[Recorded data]
+ + + +

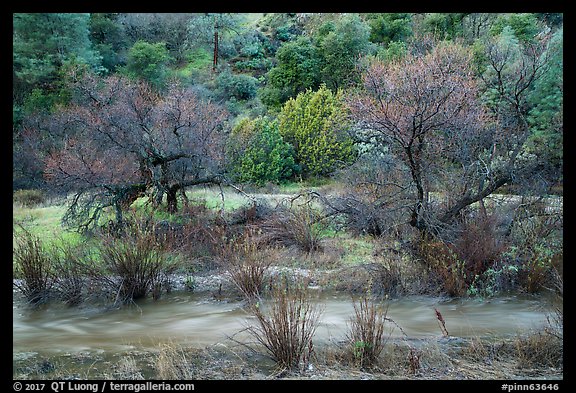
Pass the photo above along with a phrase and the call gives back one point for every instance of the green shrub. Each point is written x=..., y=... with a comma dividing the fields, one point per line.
x=28, y=198
x=239, y=86
x=259, y=154
x=314, y=124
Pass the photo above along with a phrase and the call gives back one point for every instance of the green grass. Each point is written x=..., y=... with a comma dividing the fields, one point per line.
x=199, y=60
x=44, y=222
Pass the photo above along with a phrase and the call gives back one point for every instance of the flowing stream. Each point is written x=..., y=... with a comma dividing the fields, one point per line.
x=199, y=320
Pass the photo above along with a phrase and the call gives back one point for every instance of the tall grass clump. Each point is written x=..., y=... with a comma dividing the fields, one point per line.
x=172, y=362
x=71, y=272
x=33, y=267
x=28, y=198
x=136, y=262
x=366, y=332
x=286, y=325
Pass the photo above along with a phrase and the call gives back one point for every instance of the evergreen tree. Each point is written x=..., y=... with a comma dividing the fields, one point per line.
x=258, y=153
x=314, y=124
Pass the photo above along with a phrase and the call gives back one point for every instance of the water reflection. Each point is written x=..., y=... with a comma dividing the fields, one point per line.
x=198, y=320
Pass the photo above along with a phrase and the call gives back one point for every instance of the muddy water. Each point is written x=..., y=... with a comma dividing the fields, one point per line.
x=197, y=320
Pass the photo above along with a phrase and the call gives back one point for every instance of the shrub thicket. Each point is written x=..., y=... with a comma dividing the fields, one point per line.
x=286, y=325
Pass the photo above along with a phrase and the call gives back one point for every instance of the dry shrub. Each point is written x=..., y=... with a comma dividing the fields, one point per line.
x=539, y=349
x=366, y=332
x=444, y=264
x=298, y=226
x=198, y=234
x=137, y=260
x=537, y=238
x=33, y=266
x=28, y=198
x=286, y=325
x=246, y=264
x=127, y=368
x=479, y=245
x=172, y=363
x=70, y=270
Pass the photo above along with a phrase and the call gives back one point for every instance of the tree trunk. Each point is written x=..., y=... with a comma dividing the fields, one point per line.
x=172, y=200
x=215, y=58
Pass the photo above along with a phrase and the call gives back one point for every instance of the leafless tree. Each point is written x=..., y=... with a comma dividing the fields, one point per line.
x=425, y=112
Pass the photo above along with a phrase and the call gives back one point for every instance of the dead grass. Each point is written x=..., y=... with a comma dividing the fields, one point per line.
x=172, y=362
x=33, y=265
x=366, y=332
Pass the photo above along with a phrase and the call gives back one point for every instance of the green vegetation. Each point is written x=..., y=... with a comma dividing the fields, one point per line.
x=356, y=152
x=314, y=124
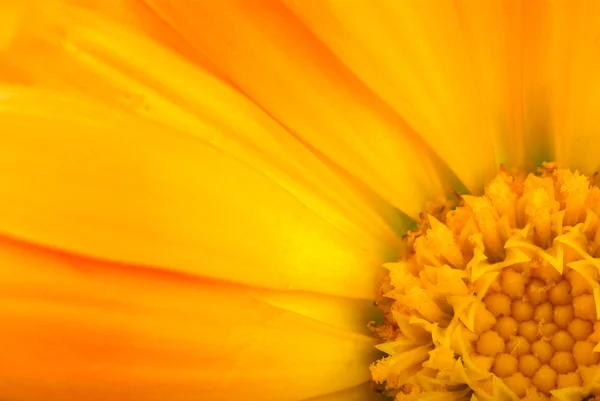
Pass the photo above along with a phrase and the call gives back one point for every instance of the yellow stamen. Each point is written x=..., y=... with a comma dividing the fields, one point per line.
x=498, y=298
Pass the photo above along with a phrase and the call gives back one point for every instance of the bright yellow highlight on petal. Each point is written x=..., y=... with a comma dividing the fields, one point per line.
x=498, y=299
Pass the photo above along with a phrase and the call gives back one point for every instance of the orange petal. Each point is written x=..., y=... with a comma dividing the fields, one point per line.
x=425, y=60
x=278, y=63
x=574, y=82
x=92, y=55
x=77, y=329
x=77, y=177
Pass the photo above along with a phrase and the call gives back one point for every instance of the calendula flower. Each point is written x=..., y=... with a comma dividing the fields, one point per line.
x=202, y=200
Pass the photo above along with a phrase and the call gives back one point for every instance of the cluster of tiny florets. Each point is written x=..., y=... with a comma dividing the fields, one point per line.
x=498, y=298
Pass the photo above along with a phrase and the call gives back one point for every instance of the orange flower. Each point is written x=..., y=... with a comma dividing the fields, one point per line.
x=198, y=196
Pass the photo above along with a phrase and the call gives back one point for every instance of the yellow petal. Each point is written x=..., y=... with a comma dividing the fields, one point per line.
x=574, y=82
x=364, y=392
x=276, y=61
x=74, y=329
x=77, y=177
x=419, y=57
x=93, y=56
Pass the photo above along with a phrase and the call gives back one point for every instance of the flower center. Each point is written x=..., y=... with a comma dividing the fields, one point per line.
x=498, y=298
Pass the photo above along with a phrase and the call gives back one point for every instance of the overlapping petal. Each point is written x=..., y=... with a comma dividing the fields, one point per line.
x=74, y=328
x=81, y=178
x=273, y=58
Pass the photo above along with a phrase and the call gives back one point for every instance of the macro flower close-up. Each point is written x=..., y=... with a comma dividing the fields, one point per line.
x=299, y=200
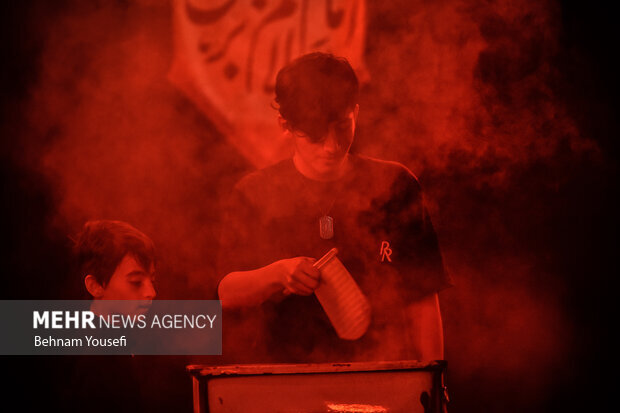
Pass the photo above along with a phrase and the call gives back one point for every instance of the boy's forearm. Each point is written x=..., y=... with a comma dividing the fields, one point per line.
x=240, y=289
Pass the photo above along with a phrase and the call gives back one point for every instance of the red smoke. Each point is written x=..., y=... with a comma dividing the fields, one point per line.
x=462, y=92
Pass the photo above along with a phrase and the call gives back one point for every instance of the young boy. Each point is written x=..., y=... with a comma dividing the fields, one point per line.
x=284, y=217
x=116, y=262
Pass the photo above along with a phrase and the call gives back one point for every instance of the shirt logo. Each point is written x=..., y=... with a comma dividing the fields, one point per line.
x=386, y=251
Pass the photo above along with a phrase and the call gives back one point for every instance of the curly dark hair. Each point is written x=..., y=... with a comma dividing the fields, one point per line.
x=314, y=90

+ + + +

§ **Do this**
Render the lines of the entries above, from the line containing "the orange petal." through the line containing "x=198, y=196", as a JSON list of strings with one string per line and any blank lines omitted.

§ **Output of the task**
[
  "Pass the photo above along with a phrase and the call gives back one point for every instance of the orange petal. Each point is written x=..., y=... with a comma dividing the fields, one point per line.",
  "x=425, y=60",
  "x=278, y=63",
  "x=574, y=82",
  "x=92, y=55",
  "x=77, y=329",
  "x=77, y=177",
  "Pass the photo above along with a phrase and the call gives back one point for every instance of the calendula flower. Each point is written x=..., y=... with a comma dividing the fields, one point per line.",
  "x=202, y=200",
  "Pass the photo above along with a phrase and the call gives back one point for every instance of the cluster of tiny florets. Each point is written x=..., y=... with a comma dividing the fields, one point per line.",
  "x=498, y=298",
  "Pass the photo above along with a phrase and the call gives back one point for every instance of the orange flower. Each point is written x=..., y=... with a comma dividing the fields, one point per line.",
  "x=198, y=196"
]